==== Dataset content

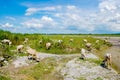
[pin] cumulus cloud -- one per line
(35, 10)
(72, 18)
(6, 25)
(10, 18)
(39, 23)
(110, 14)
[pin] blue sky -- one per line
(60, 16)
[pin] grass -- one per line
(4, 78)
(40, 71)
(96, 61)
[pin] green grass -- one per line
(4, 78)
(40, 71)
(96, 61)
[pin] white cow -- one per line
(48, 45)
(85, 40)
(71, 40)
(25, 41)
(6, 41)
(97, 41)
(83, 53)
(107, 60)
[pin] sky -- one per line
(60, 16)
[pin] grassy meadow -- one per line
(46, 66)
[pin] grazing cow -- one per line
(6, 41)
(48, 45)
(107, 60)
(20, 48)
(71, 40)
(97, 41)
(25, 41)
(85, 40)
(83, 53)
(88, 46)
(60, 41)
(41, 41)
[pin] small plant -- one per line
(98, 78)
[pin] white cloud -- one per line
(33, 23)
(10, 18)
(39, 23)
(71, 17)
(110, 14)
(34, 10)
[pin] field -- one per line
(53, 60)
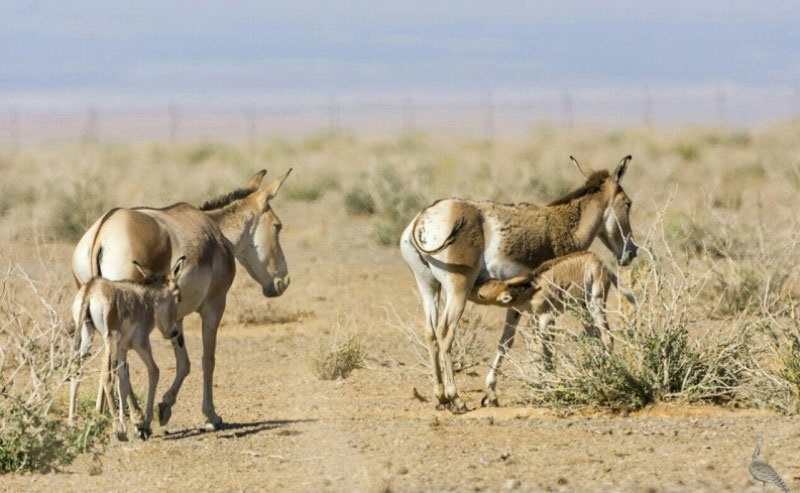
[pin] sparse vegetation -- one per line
(35, 363)
(338, 356)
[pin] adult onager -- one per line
(124, 313)
(454, 243)
(239, 225)
(580, 278)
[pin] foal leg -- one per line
(182, 367)
(503, 345)
(142, 423)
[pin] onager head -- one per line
(511, 292)
(616, 233)
(166, 297)
(259, 248)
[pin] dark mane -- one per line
(222, 201)
(592, 185)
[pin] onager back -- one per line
(453, 244)
(240, 225)
(124, 313)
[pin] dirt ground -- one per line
(287, 430)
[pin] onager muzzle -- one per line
(278, 287)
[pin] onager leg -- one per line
(503, 345)
(142, 423)
(445, 333)
(211, 315)
(107, 376)
(429, 289)
(182, 367)
(75, 379)
(545, 321)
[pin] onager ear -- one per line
(271, 189)
(140, 269)
(621, 167)
(255, 181)
(178, 267)
(585, 173)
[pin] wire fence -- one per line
(483, 116)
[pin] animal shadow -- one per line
(235, 430)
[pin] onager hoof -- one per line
(489, 401)
(120, 432)
(144, 432)
(164, 412)
(214, 424)
(458, 407)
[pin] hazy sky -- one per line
(87, 49)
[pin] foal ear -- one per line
(621, 167)
(585, 173)
(255, 181)
(178, 267)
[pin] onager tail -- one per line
(84, 318)
(447, 242)
(627, 293)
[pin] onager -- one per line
(454, 243)
(124, 313)
(239, 225)
(548, 291)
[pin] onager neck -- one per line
(231, 220)
(590, 211)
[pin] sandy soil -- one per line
(286, 430)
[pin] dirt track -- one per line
(289, 431)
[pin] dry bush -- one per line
(35, 364)
(338, 356)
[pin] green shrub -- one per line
(654, 358)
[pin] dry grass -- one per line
(715, 207)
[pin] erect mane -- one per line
(592, 185)
(222, 201)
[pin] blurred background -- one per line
(179, 70)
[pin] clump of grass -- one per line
(207, 151)
(34, 366)
(688, 151)
(338, 356)
(654, 359)
(313, 190)
(359, 202)
(77, 207)
(396, 206)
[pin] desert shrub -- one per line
(359, 202)
(34, 366)
(688, 151)
(78, 206)
(338, 356)
(304, 192)
(313, 188)
(207, 151)
(396, 205)
(655, 357)
(777, 379)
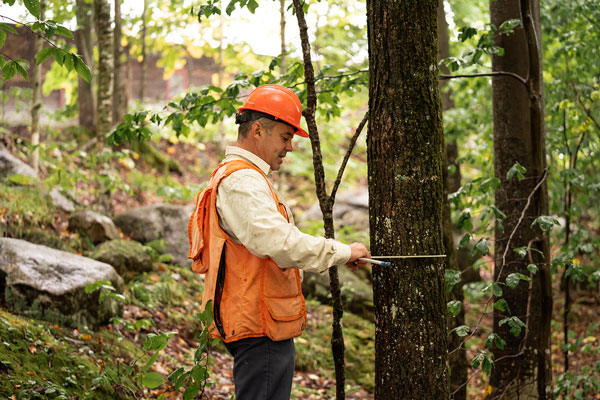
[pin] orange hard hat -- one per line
(277, 102)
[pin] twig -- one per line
(353, 140)
(494, 73)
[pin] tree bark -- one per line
(105, 68)
(522, 368)
(36, 102)
(404, 146)
(83, 39)
(144, 65)
(119, 97)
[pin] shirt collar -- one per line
(232, 152)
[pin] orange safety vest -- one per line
(252, 296)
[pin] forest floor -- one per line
(314, 380)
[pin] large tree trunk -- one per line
(119, 97)
(522, 368)
(83, 39)
(36, 101)
(105, 68)
(405, 200)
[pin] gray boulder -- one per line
(99, 228)
(160, 221)
(49, 284)
(357, 295)
(60, 201)
(128, 257)
(11, 165)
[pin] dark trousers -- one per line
(262, 369)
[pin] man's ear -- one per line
(256, 129)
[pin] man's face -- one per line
(275, 144)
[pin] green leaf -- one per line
(464, 221)
(464, 241)
(532, 268)
(522, 251)
(496, 289)
(152, 380)
(191, 391)
(545, 222)
(462, 330)
(82, 69)
(34, 7)
(466, 32)
(512, 280)
(516, 325)
(482, 246)
(62, 31)
(151, 361)
(452, 278)
(69, 63)
(9, 28)
(44, 54)
(9, 70)
(518, 170)
(454, 307)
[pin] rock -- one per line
(160, 221)
(99, 228)
(11, 165)
(128, 257)
(60, 201)
(357, 295)
(49, 284)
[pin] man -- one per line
(243, 238)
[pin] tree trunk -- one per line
(522, 368)
(105, 68)
(457, 356)
(83, 39)
(144, 64)
(119, 97)
(282, 56)
(36, 102)
(406, 199)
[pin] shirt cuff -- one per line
(343, 253)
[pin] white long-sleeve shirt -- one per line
(248, 214)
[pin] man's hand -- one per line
(358, 250)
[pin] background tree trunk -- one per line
(105, 68)
(119, 97)
(83, 38)
(282, 56)
(36, 101)
(405, 200)
(457, 356)
(144, 65)
(522, 369)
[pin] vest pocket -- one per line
(285, 308)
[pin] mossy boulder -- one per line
(357, 294)
(128, 257)
(160, 221)
(97, 227)
(48, 284)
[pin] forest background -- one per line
(110, 164)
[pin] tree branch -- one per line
(494, 73)
(353, 140)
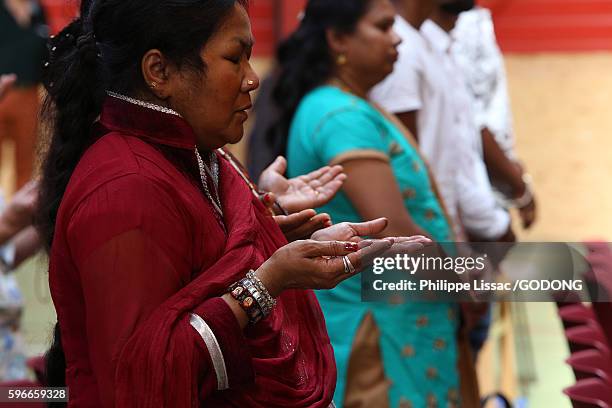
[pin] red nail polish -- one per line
(351, 246)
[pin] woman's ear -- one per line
(156, 72)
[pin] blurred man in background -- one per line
(23, 34)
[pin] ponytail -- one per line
(72, 104)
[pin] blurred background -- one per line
(558, 55)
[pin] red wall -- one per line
(552, 25)
(521, 25)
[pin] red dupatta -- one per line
(292, 357)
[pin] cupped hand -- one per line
(302, 225)
(317, 264)
(348, 231)
(308, 191)
(20, 211)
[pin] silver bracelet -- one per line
(268, 302)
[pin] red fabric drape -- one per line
(138, 248)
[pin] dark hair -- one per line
(305, 60)
(98, 52)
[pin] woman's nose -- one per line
(397, 40)
(251, 82)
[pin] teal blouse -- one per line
(417, 339)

========

### Short exercise
Please repeat all of the entries above word for word, leaving the pictures out of your answer.

### Response to the task
[pin] cumulus cloud -- one per line
(35, 10)
(72, 18)
(6, 25)
(10, 18)
(39, 23)
(110, 14)
[pin] blue sky -- one per line
(60, 16)
[pin] grass -- one per line
(4, 78)
(40, 71)
(96, 61)
[pin] green grass -- one per line
(4, 78)
(40, 71)
(96, 61)
[pin] white cow -- one per line
(48, 45)
(85, 40)
(71, 40)
(25, 41)
(6, 41)
(97, 41)
(83, 53)
(107, 60)
[pin] sky -- one per line
(60, 16)
[pin] grassy meadow -- one per line
(46, 66)
[pin] grazing cow -- one per line
(6, 41)
(48, 45)
(107, 60)
(20, 48)
(71, 40)
(97, 41)
(25, 41)
(85, 40)
(83, 53)
(88, 46)
(60, 41)
(41, 41)
[pin] small plant -- one per line
(98, 78)
[pin] white cloud -- one per line
(33, 23)
(10, 18)
(39, 23)
(71, 17)
(110, 14)
(34, 10)
[pin] field -- one per line
(53, 60)
[pin] sparse vegetation -- one per line
(35, 363)
(338, 356)
[pin] adult onager -- one per line
(124, 313)
(454, 243)
(239, 225)
(580, 278)
[pin] foal leg -- one per line
(182, 367)
(503, 345)
(142, 423)
[pin] onager head -- one per line
(511, 292)
(616, 233)
(166, 297)
(259, 248)
[pin] dark mane -- one per line
(222, 201)
(592, 185)
[pin] onager back -- one per line
(453, 244)
(240, 225)
(124, 313)
[pin] dirt ground -- one per line
(287, 430)
[pin] onager muzzle -- one per line
(278, 287)
[pin] onager leg -- one per line
(503, 345)
(142, 423)
(445, 333)
(211, 315)
(107, 376)
(429, 289)
(182, 367)
(75, 379)
(545, 321)
[pin] onager ear -- one per line
(271, 189)
(140, 269)
(621, 167)
(255, 181)
(178, 267)
(585, 173)
[pin] wire fence -- one per line
(483, 116)
[pin] animal shadow -- one per line
(235, 430)
[pin] onager hoof -- one per line
(489, 401)
(120, 432)
(144, 432)
(164, 412)
(214, 424)
(458, 407)
[pin] hazy sky -- one per line
(87, 49)
[pin] foal ear -- one per line
(621, 167)
(585, 173)
(255, 181)
(178, 267)
[pin] onager tail -- one per line
(84, 318)
(447, 242)
(627, 293)
[pin] onager -- one per line
(454, 243)
(124, 313)
(239, 225)
(548, 291)
[pin] onager neck -- one per line
(231, 220)
(590, 211)
[pin] sandy soil -- one per line
(286, 430)
[pin] dirt track -- one per line
(289, 431)
[pin] dry bush -- one per line
(35, 364)
(338, 356)
[pin] green shrub -- one per line
(654, 358)
[pin] dry grass -- one per line
(715, 207)
[pin] erect mane -- one per line
(592, 185)
(222, 201)
[pin] blurred background -- one per line
(179, 70)
[pin] clump of grass -- one per line
(207, 151)
(34, 366)
(688, 151)
(338, 356)
(654, 359)
(313, 190)
(359, 202)
(77, 207)
(396, 206)
[pin] desert shrub -- one per line
(359, 202)
(34, 366)
(688, 151)
(78, 206)
(338, 356)
(304, 192)
(313, 188)
(207, 151)
(396, 205)
(655, 357)
(777, 379)
[pin] orange hard hat -- one per line
(277, 102)
[pin] twig -- one per line
(353, 140)
(494, 73)
[pin] tree bark -- one per line
(105, 68)
(522, 368)
(36, 102)
(404, 146)
(83, 39)
(144, 65)
(119, 97)
[pin] shirt collar -- one per line
(232, 152)
[pin] orange safety vest -- one per line
(252, 296)
[pin] forest floor -- one per line
(314, 380)
[pin] large tree trunk -- one per line
(119, 97)
(522, 368)
(83, 39)
(36, 101)
(105, 68)
(405, 200)
[pin] gray boulder -- one per line
(99, 228)
(160, 221)
(49, 284)
(357, 295)
(60, 201)
(128, 257)
(11, 165)
[pin] dark trousers -- one per line
(262, 369)
[pin] man's ear -- one per line
(256, 129)
[pin] man's face -- one per line
(275, 144)
[pin] green leaf -- one per line
(464, 221)
(464, 241)
(532, 268)
(522, 251)
(496, 289)
(152, 380)
(191, 391)
(545, 222)
(462, 330)
(82, 69)
(34, 7)
(466, 32)
(512, 280)
(516, 325)
(482, 246)
(62, 31)
(151, 361)
(452, 278)
(69, 63)
(9, 28)
(44, 54)
(9, 70)
(518, 170)
(454, 307)
[pin] rock -- one per line
(160, 221)
(99, 228)
(11, 165)
(128, 257)
(60, 201)
(357, 295)
(49, 284)
[pin] man -- one per line
(243, 238)
[pin] tree trunk -- one per line
(522, 368)
(105, 68)
(457, 356)
(83, 39)
(144, 64)
(119, 97)
(282, 56)
(36, 102)
(406, 199)
[pin] shirt cuff -- one per line
(343, 253)
[pin] white long-sleeve shirt -- one per line
(248, 214)
[pin] man's hand -- one per line
(358, 250)
[pin] background tree trunk -- one per line
(105, 68)
(119, 97)
(83, 38)
(282, 56)
(36, 101)
(405, 200)
(457, 356)
(144, 65)
(522, 369)
[pin] vest pocket -- one per line
(285, 308)
[pin] mossy boulder -- one per line
(357, 294)
(128, 257)
(160, 221)
(97, 227)
(48, 284)
[pin] forest background -- one per line
(110, 164)
[pin] tree branch -- one per line
(494, 73)
(353, 140)
[pin] red nail polish -- one per line
(351, 246)
[pin] woman's ear -- one per line
(156, 72)
[pin] blurred man in background -- one per line
(23, 34)
[pin] ponytail -- one per line
(72, 104)
[pin] blurred background -- one per line
(558, 55)
[pin] red wall -- one per line
(552, 25)
(521, 25)
[pin] red dupatta -- one per line
(292, 357)
[pin] cupped hand -- one per line
(302, 225)
(317, 264)
(348, 231)
(308, 191)
(20, 211)
[pin] silver bracelet -- one per line
(268, 302)
[pin] red fabric drape -- one per line
(138, 248)
[pin] dark hair -- one per line
(305, 60)
(98, 52)
[pin] woman's nose -- one per line
(397, 40)
(251, 82)
[pin] teal blouse -- one per line
(417, 339)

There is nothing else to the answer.